What the task asks
Copy the following material out again word for word, beginning with the line that contains "Reviewer note: every instance of the dark blue" and stopping after the line that contains "[[744, 34], [889, 360]]".

Data
——

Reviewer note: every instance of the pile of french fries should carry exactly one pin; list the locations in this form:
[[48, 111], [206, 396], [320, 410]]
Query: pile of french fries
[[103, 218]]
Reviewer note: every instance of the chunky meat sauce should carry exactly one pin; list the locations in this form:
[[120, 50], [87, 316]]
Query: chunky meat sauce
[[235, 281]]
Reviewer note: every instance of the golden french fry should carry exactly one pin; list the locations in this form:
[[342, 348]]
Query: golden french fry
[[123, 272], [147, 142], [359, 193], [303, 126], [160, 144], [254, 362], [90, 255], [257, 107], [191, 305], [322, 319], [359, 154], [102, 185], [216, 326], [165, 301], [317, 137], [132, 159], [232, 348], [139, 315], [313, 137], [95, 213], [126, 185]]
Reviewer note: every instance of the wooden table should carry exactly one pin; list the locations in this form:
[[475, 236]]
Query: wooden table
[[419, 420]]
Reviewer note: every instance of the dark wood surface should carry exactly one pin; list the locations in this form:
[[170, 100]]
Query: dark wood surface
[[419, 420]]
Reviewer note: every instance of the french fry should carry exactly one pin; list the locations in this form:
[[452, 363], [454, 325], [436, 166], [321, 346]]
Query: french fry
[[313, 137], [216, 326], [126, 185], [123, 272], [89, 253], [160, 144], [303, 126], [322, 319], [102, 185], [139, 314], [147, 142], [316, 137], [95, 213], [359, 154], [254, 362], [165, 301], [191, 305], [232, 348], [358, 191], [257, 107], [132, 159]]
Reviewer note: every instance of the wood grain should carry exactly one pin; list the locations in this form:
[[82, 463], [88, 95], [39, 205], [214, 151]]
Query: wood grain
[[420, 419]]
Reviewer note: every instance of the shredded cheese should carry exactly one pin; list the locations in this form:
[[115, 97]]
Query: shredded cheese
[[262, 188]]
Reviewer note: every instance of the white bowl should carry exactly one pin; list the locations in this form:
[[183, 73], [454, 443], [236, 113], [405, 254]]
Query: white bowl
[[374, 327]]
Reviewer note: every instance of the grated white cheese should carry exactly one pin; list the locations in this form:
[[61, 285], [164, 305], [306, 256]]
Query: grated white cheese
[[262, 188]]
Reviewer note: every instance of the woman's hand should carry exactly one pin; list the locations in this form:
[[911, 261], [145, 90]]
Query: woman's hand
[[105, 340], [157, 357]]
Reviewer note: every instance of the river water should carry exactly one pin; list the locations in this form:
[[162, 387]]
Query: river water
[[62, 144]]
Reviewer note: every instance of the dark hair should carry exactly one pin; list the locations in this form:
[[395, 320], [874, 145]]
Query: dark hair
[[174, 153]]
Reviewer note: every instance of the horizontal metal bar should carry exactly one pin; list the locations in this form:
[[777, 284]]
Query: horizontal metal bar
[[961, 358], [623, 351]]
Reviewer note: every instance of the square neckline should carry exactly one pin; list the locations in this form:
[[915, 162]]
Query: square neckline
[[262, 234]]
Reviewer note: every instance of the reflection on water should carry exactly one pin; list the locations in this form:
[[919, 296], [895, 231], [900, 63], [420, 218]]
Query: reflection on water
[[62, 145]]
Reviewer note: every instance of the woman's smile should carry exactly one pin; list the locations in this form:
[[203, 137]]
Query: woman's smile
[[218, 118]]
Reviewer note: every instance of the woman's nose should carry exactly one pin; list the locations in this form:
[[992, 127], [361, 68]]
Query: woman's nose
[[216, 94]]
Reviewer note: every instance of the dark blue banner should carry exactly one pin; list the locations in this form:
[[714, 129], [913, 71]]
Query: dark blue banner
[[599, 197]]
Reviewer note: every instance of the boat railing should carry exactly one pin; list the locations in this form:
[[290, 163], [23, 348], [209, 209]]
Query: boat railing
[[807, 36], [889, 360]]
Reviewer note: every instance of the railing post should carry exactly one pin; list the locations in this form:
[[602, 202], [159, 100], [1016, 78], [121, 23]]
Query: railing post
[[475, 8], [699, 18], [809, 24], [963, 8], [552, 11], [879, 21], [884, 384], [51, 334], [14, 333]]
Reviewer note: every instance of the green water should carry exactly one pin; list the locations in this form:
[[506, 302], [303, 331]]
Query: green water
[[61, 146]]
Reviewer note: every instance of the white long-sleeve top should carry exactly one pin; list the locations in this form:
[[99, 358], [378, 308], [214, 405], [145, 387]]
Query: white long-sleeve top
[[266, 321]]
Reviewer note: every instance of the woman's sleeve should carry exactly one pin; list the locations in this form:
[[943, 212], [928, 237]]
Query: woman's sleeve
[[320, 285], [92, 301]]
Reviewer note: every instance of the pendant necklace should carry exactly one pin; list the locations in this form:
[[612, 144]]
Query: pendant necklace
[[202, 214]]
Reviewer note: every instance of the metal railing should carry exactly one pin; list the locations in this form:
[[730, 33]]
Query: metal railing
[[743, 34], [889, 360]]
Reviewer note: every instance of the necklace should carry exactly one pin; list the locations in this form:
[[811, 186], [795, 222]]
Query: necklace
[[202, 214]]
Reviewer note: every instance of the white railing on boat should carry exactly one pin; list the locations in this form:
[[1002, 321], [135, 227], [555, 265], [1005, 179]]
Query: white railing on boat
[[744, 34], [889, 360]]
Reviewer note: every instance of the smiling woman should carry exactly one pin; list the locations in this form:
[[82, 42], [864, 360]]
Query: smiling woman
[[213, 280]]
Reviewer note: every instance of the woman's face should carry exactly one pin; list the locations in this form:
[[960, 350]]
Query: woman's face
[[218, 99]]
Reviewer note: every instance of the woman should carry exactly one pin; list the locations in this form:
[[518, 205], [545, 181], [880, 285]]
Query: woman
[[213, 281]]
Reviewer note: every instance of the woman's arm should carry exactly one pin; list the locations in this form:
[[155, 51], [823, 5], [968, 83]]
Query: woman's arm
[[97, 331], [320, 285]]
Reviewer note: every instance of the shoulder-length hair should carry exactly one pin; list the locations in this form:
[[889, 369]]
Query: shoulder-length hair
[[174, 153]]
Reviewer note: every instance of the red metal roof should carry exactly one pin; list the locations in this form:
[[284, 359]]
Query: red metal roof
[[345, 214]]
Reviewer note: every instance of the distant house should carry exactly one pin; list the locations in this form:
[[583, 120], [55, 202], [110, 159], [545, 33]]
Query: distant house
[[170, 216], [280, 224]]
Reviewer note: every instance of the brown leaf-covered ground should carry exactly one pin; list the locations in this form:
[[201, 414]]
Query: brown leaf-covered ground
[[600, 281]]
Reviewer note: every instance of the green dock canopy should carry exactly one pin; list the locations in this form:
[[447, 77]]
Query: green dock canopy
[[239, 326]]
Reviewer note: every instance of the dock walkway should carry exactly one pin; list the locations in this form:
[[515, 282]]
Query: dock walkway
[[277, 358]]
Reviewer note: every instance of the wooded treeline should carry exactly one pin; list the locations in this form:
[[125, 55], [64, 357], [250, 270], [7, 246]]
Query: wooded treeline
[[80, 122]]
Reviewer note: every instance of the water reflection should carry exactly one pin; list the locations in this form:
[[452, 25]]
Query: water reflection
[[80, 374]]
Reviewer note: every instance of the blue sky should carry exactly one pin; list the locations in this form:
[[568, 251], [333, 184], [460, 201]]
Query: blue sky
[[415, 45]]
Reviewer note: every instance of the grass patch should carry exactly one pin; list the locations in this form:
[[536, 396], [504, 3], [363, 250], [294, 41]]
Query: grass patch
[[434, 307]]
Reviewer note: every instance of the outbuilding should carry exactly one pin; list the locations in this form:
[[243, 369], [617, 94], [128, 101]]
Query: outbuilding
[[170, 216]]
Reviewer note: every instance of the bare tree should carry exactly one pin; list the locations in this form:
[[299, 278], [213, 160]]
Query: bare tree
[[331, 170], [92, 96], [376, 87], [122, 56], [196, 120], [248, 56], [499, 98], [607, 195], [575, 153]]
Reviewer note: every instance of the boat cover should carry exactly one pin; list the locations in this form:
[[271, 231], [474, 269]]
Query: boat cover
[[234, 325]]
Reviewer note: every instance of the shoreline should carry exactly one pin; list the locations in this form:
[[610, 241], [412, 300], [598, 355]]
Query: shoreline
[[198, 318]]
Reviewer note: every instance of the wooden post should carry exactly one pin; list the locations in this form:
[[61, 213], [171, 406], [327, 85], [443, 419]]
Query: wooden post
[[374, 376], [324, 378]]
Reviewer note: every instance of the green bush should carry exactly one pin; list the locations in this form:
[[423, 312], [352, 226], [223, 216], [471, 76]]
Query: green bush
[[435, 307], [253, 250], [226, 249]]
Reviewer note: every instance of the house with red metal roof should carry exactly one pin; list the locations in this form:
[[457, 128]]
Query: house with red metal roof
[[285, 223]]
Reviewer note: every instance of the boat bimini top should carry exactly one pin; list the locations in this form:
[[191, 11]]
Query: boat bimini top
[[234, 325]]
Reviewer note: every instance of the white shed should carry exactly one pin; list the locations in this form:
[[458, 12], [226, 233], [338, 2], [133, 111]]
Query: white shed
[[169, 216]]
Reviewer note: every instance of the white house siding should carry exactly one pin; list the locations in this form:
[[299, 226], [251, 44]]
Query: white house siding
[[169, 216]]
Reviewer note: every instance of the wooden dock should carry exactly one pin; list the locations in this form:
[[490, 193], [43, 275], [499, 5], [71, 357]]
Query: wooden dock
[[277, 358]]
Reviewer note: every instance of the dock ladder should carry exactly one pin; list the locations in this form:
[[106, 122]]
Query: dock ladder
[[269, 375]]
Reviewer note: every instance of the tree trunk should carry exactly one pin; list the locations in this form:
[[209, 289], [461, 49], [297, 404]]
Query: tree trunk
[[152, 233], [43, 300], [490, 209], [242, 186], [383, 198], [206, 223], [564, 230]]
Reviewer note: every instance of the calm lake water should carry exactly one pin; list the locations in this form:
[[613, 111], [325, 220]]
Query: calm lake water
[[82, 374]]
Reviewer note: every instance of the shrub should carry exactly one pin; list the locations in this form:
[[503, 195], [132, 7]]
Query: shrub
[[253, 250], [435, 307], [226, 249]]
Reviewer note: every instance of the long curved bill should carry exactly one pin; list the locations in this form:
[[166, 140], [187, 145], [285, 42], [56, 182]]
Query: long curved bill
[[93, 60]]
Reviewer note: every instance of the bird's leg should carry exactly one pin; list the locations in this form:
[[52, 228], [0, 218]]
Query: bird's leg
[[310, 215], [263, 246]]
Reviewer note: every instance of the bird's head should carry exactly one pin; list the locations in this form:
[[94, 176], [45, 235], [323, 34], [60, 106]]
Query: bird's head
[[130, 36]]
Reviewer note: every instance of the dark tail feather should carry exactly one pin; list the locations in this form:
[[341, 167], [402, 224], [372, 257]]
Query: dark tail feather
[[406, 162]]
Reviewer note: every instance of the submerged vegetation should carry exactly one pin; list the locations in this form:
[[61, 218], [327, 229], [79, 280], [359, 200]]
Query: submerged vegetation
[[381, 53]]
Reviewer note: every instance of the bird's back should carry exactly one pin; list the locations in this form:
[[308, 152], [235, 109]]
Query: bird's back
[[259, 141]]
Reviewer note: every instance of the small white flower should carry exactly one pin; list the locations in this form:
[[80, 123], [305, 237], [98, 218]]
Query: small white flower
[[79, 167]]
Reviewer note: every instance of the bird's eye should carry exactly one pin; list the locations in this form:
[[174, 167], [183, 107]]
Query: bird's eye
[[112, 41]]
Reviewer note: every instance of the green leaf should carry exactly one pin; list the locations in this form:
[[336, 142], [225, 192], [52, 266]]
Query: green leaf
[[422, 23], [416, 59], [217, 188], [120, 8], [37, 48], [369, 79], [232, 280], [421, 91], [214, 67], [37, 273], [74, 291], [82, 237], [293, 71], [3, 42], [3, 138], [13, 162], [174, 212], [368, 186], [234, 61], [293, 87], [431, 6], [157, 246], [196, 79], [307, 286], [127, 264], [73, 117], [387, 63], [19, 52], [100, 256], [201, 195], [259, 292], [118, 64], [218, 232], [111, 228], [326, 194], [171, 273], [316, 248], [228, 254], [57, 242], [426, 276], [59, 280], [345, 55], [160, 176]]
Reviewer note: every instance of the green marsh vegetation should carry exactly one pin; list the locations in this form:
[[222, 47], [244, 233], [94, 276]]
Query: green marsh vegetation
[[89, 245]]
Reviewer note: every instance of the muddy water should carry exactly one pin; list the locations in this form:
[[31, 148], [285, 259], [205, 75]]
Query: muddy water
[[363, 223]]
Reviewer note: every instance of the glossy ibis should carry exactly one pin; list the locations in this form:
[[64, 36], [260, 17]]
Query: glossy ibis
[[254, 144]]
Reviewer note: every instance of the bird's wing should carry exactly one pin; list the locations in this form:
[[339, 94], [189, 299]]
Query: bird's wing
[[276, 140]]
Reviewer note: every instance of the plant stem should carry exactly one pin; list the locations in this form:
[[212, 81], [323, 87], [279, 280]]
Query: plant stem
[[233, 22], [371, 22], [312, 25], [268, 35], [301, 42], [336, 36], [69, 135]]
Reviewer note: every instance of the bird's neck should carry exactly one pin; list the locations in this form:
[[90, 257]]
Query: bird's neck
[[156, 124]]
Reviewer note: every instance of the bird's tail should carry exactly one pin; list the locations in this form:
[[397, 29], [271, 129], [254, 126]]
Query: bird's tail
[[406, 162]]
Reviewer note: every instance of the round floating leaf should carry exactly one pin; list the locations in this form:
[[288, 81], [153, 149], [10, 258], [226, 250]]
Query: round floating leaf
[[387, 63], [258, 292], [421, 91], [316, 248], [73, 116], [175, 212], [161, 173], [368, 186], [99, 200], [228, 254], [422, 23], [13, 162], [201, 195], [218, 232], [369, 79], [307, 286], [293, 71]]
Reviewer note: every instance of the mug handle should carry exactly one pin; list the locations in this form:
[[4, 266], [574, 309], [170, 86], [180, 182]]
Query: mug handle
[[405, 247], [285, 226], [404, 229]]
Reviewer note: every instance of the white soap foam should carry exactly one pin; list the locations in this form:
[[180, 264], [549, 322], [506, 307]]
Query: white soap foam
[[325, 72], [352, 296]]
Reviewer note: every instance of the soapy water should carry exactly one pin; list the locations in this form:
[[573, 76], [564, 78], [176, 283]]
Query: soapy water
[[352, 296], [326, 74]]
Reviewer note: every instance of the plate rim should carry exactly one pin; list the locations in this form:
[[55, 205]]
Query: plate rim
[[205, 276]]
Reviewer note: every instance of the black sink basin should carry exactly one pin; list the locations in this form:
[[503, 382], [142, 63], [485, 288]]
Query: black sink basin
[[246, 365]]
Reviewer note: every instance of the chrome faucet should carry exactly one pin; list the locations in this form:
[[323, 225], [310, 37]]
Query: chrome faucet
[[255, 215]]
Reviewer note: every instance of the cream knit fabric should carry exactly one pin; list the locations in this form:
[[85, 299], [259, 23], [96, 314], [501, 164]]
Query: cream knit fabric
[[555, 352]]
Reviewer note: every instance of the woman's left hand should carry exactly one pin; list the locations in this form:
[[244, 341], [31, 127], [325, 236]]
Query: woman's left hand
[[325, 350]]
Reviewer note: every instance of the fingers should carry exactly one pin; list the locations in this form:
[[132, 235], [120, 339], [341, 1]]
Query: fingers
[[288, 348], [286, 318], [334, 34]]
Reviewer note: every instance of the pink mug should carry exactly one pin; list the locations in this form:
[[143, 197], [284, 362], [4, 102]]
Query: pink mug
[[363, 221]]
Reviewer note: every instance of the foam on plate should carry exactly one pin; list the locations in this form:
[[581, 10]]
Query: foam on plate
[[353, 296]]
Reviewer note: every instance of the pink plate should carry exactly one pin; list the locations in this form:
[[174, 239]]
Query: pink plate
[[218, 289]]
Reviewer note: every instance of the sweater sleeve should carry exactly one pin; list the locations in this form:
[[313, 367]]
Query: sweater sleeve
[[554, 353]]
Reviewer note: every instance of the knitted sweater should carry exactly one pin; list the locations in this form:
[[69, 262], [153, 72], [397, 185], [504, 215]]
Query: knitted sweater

——

Finished answer
Reviewer note: every instance of the dark blue banner should carry exactly one pin; list the locations in this form:
[[714, 129], [913, 71]]
Query: dark blue banner
[[599, 197]]
Reviewer note: every instance of the boat railing should carry exactly one pin; list the locations in this form:
[[290, 163], [23, 348], [209, 209]]
Query: boat railing
[[807, 36], [889, 360]]
Reviewer note: every instance of the railing post should carry exactly one pin; list the locations in this form:
[[602, 202], [159, 100], [1016, 78], [121, 23]]
Query: railing post
[[475, 8], [699, 18], [809, 24], [963, 8], [552, 11], [879, 21], [884, 384], [51, 334], [14, 333]]
Reviewer note: every instance of the green water should carry exactly one pin; list the locations in this form:
[[506, 302], [303, 331]]
Query: green water
[[61, 146]]
Reviewer note: every instance of the white long-sleeve top should carry exactly one pin; list the locations in this form:
[[99, 358], [378, 308], [214, 405], [145, 387]]
Query: white long-sleeve top
[[266, 321]]
Reviewer note: every instance of the woman's sleeve should carry exactly one pin; list the locations in this form:
[[943, 212], [928, 237]]
Query: woman's sleeve
[[320, 285], [92, 301]]
Reviewer note: every instance of the pendant necklace should carry exactly one pin; list the locations in this form:
[[612, 144]]
Query: pendant necklace
[[202, 214]]
Reviewer note: every instance of the metal railing should carry exactly one pin; list the locations in this form:
[[730, 33]]
Query: metal railing
[[743, 34], [889, 360]]
Reviewer note: every instance of the necklace should carry exactly one pin; list the locations in this form:
[[811, 186], [795, 222]]
Query: necklace
[[202, 214]]
Reviewer note: every instance of the white railing on boat should carry exactly one pin; list the locations in this form:
[[1002, 321], [135, 227], [555, 265], [1005, 179]]
Query: white railing on boat
[[744, 34], [889, 360]]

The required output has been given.